>> Begin LISTED ENTRIES
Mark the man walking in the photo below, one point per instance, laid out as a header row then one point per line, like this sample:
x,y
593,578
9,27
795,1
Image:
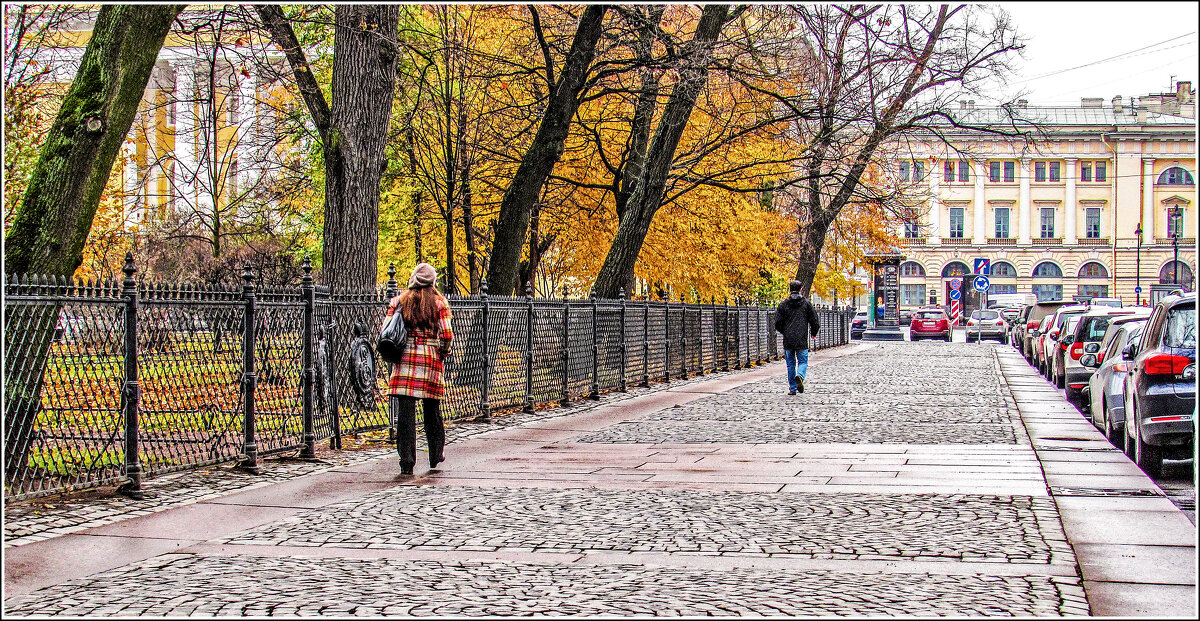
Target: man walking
x,y
796,320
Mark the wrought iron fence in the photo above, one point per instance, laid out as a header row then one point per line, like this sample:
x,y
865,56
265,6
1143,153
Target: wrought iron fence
x,y
109,381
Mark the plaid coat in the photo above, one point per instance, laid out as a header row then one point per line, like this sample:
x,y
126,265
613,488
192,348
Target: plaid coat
x,y
419,373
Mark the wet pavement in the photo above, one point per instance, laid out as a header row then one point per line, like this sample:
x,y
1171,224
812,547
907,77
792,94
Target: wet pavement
x,y
910,478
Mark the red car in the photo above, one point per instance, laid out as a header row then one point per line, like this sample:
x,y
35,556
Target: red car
x,y
930,323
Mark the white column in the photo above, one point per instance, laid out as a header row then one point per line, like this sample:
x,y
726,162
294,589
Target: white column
x,y
1024,235
185,133
1069,225
935,207
981,210
1147,202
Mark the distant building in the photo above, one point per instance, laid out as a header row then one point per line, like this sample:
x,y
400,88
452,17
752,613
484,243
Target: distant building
x,y
1057,218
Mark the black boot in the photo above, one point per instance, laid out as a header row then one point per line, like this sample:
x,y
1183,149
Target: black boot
x,y
405,409
435,430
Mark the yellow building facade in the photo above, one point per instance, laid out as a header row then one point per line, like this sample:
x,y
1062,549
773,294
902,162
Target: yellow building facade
x,y
1093,206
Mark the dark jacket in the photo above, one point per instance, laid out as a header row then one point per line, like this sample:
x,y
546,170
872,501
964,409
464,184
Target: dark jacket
x,y
796,319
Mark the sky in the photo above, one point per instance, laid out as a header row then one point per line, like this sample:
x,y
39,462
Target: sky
x,y
1153,42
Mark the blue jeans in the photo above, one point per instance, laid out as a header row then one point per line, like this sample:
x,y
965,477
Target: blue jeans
x,y
797,365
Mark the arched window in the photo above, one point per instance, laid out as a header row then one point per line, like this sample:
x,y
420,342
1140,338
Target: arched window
>> End LISTED ENTRIES
* WHAT TO PRODUCE
Rescale the stretch from the line containing "Mark the blue" through the end of the records: write out every line of it again, requests included, multiplying each coordinate in the answer points by 1.15 and rounding to whole numbers, with halves rounded up. Leave the sample coordinates in the requests unchanged.

* OUTPUT OF THE EXERCISE
Mark the blue jeans in the photo above, one point per instance, laid out as a header row then one point per line, like this sample:
x,y
965,477
Target: blue jeans
x,y
917,420
Mark the arched window in the photo above, one point per instance, laid out as a header row then one point per line, like this sample:
x,y
420,342
1140,338
Target: arched window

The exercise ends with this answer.